RAG Architecture Overview
2 of 22Building RAG Applications
RAG Architecture Overview
Lesson 1 set up what RAG is. This lesson is the architectural blueprint — the components every production RAG system uses, the data flow at indexing time vs query time, and the decisions you'll make at each layer. By the end you'll be able to read any commercial RAG system's marketing diagram and know exactly what's underneath.
1. Two Pipelines, Not One
Every RAG system has two distinct flows that share a vector store but otherwise run independently:
INDEXING PIPELINE (offline, run periodically)
───────────────────────────────────────────────
Documents → Loader → Cleaner → Chunker → Embedder → Vector Store
↓
(also) BM25 index
QUERY PIPELINE (online, every user request)
───────────────────────────────────────────
Query → Query Transform → Retriever (vector + BM25)
↓
Re-ranker → Top-K
↓
Prompt Builder → LLM
↓
Answer + Citations
Confusing the two is the most common architecture mistake. Indexing is batch / offline; query is online and latency-sensitive. They have different scaling needs and failure modes.
◆ ◆ ◆
» Required work
A. In the RAG architecture lesson, which components do documents pass through in the indexing pipeline before reaching the Vector Store?
B. According to the RAG architecture lesson, what is the most common architecture mistake?
C. Can you sum up the RAG architecture lesson in two sentences?
The material that comes next has no connection to the RAG lesson.
◆ ◆ ◆
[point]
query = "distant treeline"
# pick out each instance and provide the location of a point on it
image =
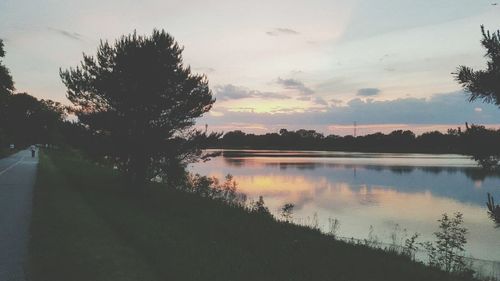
(474, 140)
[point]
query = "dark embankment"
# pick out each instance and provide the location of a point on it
(86, 227)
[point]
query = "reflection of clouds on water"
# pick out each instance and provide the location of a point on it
(455, 182)
(361, 194)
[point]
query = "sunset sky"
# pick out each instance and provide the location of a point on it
(385, 64)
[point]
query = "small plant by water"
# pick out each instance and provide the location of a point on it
(493, 210)
(447, 252)
(286, 212)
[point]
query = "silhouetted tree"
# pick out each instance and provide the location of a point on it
(138, 93)
(6, 88)
(484, 85)
(6, 83)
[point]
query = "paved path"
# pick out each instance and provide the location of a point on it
(17, 177)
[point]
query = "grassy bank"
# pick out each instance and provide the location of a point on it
(86, 227)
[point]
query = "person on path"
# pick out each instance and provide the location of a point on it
(32, 151)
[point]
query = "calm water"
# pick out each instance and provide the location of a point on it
(369, 189)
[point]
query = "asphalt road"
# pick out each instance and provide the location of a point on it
(17, 178)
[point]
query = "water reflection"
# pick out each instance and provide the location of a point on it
(362, 190)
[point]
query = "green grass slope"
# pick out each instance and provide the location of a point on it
(86, 227)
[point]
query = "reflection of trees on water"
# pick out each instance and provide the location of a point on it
(464, 184)
(472, 173)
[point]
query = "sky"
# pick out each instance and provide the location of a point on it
(318, 64)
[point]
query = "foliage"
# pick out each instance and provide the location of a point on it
(411, 246)
(286, 212)
(454, 141)
(493, 210)
(86, 227)
(484, 84)
(259, 207)
(6, 82)
(333, 227)
(138, 94)
(210, 187)
(448, 249)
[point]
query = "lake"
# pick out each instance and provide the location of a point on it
(386, 192)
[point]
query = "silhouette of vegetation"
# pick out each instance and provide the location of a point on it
(259, 207)
(333, 227)
(411, 246)
(141, 101)
(493, 210)
(6, 82)
(484, 85)
(447, 252)
(454, 141)
(85, 228)
(286, 212)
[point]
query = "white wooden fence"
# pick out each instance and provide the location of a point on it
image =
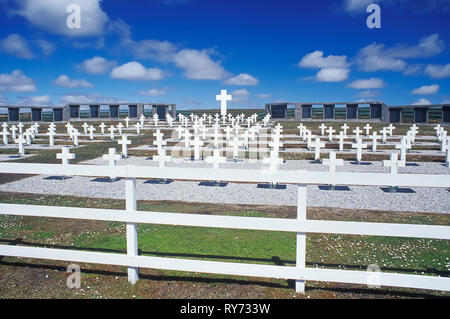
(300, 226)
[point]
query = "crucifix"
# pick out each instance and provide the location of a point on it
(332, 162)
(223, 98)
(322, 129)
(65, 155)
(359, 147)
(317, 145)
(112, 157)
(330, 132)
(124, 142)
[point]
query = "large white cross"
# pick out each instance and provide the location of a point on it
(359, 147)
(112, 157)
(393, 163)
(332, 162)
(197, 143)
(223, 98)
(317, 145)
(322, 129)
(345, 127)
(21, 140)
(65, 155)
(124, 142)
(161, 158)
(216, 159)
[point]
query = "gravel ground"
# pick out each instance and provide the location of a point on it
(435, 200)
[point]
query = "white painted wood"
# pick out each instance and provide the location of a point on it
(227, 268)
(132, 241)
(301, 236)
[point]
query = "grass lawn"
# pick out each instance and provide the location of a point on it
(31, 278)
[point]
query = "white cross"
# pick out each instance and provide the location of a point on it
(235, 144)
(345, 127)
(75, 137)
(273, 160)
(403, 146)
(124, 142)
(65, 155)
(393, 163)
(333, 162)
(138, 128)
(341, 137)
(85, 126)
(180, 131)
(367, 128)
(161, 158)
(317, 145)
(120, 127)
(330, 132)
(357, 131)
(13, 132)
(20, 140)
(91, 132)
(112, 129)
(5, 134)
(374, 139)
(197, 143)
(51, 136)
(384, 132)
(391, 128)
(322, 129)
(216, 159)
(359, 147)
(102, 127)
(187, 138)
(223, 98)
(112, 157)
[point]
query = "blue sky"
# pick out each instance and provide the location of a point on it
(186, 51)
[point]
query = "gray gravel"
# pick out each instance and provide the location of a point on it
(357, 197)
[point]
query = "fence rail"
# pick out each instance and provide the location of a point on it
(131, 216)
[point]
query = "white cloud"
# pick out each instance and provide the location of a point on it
(332, 75)
(372, 83)
(375, 57)
(426, 89)
(422, 102)
(242, 79)
(198, 65)
(17, 46)
(46, 47)
(64, 81)
(136, 72)
(97, 65)
(264, 96)
(162, 51)
(153, 92)
(16, 82)
(51, 15)
(35, 101)
(316, 60)
(438, 71)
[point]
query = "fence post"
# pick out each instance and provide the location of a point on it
(132, 242)
(301, 237)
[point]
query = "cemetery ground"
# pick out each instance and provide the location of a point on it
(31, 278)
(34, 278)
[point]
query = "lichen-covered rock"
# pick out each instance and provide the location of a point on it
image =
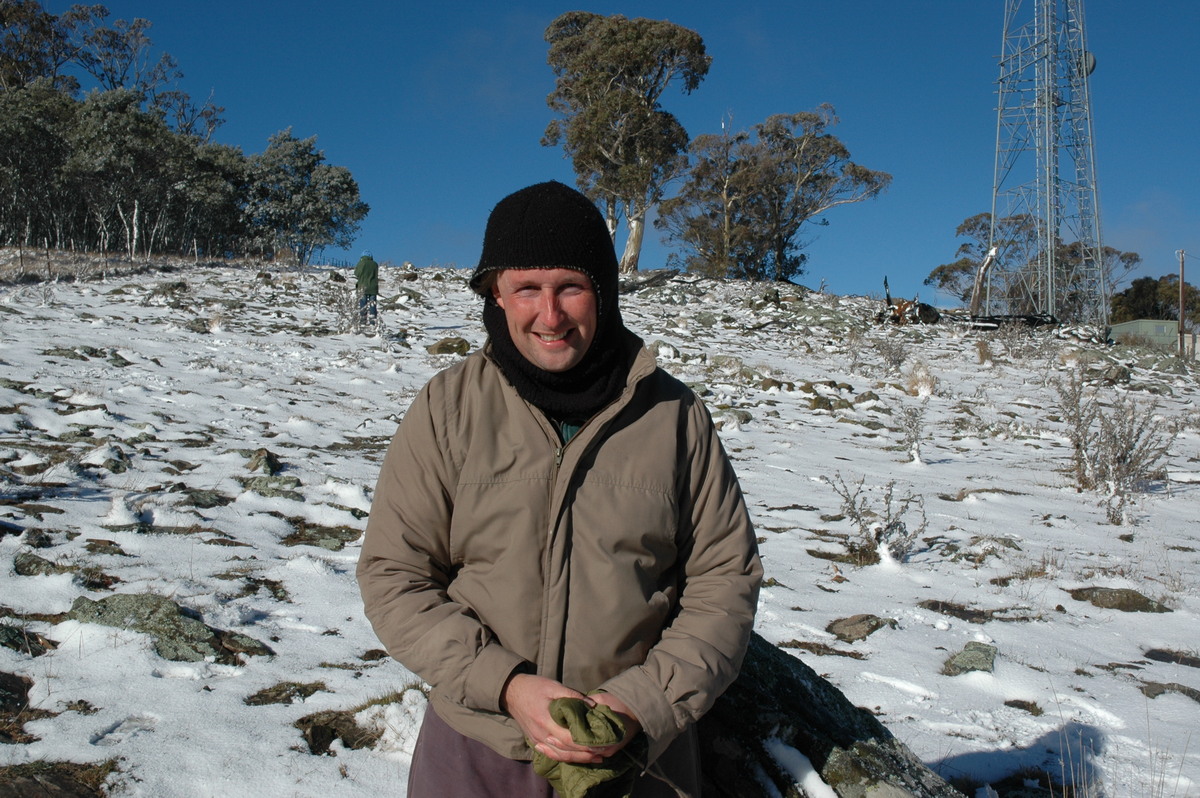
(453, 346)
(178, 634)
(778, 700)
(973, 657)
(859, 627)
(1122, 599)
(30, 564)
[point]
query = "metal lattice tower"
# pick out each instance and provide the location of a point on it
(1045, 231)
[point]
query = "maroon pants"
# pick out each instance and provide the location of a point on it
(448, 765)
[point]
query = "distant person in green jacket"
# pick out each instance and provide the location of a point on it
(366, 274)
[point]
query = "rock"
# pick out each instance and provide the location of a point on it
(973, 657)
(283, 693)
(30, 564)
(1122, 599)
(24, 641)
(856, 628)
(13, 693)
(322, 729)
(177, 634)
(779, 699)
(274, 487)
(453, 346)
(312, 534)
(264, 461)
(54, 780)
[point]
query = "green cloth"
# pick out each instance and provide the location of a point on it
(597, 725)
(366, 275)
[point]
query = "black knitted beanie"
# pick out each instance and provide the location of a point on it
(551, 226)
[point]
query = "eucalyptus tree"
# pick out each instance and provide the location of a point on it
(298, 202)
(37, 45)
(707, 217)
(804, 172)
(611, 73)
(35, 123)
(748, 196)
(123, 159)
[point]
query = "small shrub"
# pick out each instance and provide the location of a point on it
(1115, 450)
(893, 352)
(885, 529)
(912, 427)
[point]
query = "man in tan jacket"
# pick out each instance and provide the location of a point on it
(556, 517)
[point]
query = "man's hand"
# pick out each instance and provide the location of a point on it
(527, 700)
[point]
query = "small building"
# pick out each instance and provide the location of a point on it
(1156, 333)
◆ ◆ ◆
» Set of answers
A. Loader, Cleaner, Chunker, Embedder

B. Confusing the indexing pipeline with the query pipeline.

C. Every RAG system has two distinct flows that share a vector store: an offline indexing pipeline that turns documents into chunks and embeddings, and an online query pipeline that retrieves, re-ranks, and passes results to an LLM for an answer with citations. Confusing the two is the most common architecture mistake, because indexing is batch work while querying is latency-sensitive, so they have different scaling needs and failure modes.